_Excerpted passage:_

───

Here’s a cheerful Christmas time story about an Arizona youth, in a coma and thought to be brain dead, who woke up shortly before his organs were going to be harvested for donors.
The wonderful story of Sam Schmid, a student at the University of Arizona, to us illustrates the importance of not simply writing off patients in comas, the way some doctors do. And it is an example of how frequent visits from family and friends seemingly stimulate a person in a coma, and help him or her come out of it.
According to the Associated Press, 21-year-old Schmid sustained such severe traumatic brain injury (TBI) in an Oct. 19 multi-car accident that he had to be transported to the Barrow Neurological Institute at st. Joseph’s Medical Center in Phoenix. He underwent surgery on an aneurysm.
But Schmid’s prognosis wasn’t considered very good, according to AP. Things were so bad that officials at the hospital hinted to his family about his organs being donated. Maybe it was hearing about the possibility of his lifeline pulled and his organs removed, but the youth began responding.
Schmid is now walking, using a walker, and doctors are expecting him to recover from his TBI. His mother, Susan Regan, thinks it’s a miracle, according to AP. And so does his neurosurgeon, Dr. Robert Spetzler, who just happened to train the doctor who performed surgery on Congresswoman Gabrielle Giffords when she was shot through the head in Tucson, AP reported.
Spetzler held off on pulling life support on Schmid because MRIs didn’t show any that any parts of his brain had any blood clots or if any part of his brain had become dark, a sign that brain tissue had died. Then suddenly, Schmid began to become responsive, AP reported.
Schmid may have been in a medically induced coma, but he wasn’t alone when he was comatose. He was always surrounded by family and friends, who offered him support. And we’d guess that even though he was out of it, he could still “hear” those who wanted him to recover.

───

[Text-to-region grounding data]

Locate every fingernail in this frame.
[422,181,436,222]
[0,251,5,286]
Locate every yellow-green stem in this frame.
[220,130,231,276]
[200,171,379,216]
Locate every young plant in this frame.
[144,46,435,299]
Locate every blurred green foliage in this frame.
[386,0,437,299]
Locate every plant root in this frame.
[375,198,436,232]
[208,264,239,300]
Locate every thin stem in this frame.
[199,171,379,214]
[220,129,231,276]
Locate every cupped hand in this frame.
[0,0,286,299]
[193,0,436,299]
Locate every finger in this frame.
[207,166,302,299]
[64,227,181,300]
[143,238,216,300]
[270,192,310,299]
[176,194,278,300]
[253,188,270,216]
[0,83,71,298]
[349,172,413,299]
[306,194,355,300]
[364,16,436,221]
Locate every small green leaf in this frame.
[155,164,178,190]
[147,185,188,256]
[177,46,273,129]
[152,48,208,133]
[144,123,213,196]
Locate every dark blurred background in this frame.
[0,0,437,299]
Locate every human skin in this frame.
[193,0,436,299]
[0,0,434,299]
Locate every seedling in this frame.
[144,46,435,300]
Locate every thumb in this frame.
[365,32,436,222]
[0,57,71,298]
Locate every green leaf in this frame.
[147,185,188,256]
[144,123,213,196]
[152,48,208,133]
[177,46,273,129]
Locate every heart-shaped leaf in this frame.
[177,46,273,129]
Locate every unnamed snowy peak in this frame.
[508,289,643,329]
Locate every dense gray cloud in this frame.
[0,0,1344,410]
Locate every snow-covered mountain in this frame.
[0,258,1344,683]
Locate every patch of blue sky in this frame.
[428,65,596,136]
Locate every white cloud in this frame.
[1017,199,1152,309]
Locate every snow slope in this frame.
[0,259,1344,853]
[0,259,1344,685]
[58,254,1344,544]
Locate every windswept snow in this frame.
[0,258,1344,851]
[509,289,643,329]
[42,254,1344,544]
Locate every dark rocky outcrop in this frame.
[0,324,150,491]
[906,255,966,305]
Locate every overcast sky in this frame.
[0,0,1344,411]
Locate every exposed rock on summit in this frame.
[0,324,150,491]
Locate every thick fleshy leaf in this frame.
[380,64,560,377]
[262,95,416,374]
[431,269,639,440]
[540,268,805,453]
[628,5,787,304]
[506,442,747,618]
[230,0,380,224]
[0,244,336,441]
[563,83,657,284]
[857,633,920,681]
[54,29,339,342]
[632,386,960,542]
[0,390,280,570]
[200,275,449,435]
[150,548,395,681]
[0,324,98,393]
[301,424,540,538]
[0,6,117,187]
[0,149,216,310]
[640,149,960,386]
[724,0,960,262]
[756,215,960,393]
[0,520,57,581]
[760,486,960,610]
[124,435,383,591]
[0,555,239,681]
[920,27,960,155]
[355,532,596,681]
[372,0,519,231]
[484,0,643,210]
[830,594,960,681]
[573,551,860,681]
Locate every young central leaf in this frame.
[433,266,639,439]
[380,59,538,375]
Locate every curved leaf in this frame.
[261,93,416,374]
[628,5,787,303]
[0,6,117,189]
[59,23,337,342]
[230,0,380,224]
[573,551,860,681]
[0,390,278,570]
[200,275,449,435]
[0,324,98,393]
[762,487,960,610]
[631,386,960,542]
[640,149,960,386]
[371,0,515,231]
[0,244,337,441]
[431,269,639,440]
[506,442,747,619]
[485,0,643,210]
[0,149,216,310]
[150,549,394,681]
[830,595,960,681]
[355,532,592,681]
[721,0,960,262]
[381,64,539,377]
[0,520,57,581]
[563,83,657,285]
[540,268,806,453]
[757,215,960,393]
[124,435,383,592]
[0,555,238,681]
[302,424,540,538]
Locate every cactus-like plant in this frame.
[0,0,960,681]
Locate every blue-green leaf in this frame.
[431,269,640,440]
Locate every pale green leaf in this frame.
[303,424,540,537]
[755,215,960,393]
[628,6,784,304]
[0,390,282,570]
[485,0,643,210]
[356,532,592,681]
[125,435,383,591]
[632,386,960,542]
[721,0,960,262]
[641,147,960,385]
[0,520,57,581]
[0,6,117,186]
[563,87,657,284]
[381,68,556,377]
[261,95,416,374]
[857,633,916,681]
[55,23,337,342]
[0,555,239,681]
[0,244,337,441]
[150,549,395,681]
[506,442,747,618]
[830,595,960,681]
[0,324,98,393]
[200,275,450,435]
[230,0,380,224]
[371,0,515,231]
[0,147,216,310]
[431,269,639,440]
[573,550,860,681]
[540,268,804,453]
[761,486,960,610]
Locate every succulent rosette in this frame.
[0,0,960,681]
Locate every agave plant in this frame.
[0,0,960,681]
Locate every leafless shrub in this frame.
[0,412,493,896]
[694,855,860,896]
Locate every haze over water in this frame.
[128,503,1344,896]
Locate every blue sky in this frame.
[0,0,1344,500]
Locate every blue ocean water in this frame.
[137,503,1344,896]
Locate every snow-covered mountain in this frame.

───

_Exercise prompt:_ Transcribe the portion of the Sam Schmid recovery story starting with "Schmid is now" and going on through "Tucson, AP reported.".

_Response for this exercise:_
Schmid is now walking, using a walker, and doctors are expecting him to recover from his TBI. His mother, Susan Regan, thinks it’s a miracle, according to AP. And so does his neurosurgeon, Dr. Robert Spetzler, who just happened to train the doctor who performed surgery on Congresswoman Gabrielle Giffords when she was shot through the head in Tucson, AP reported.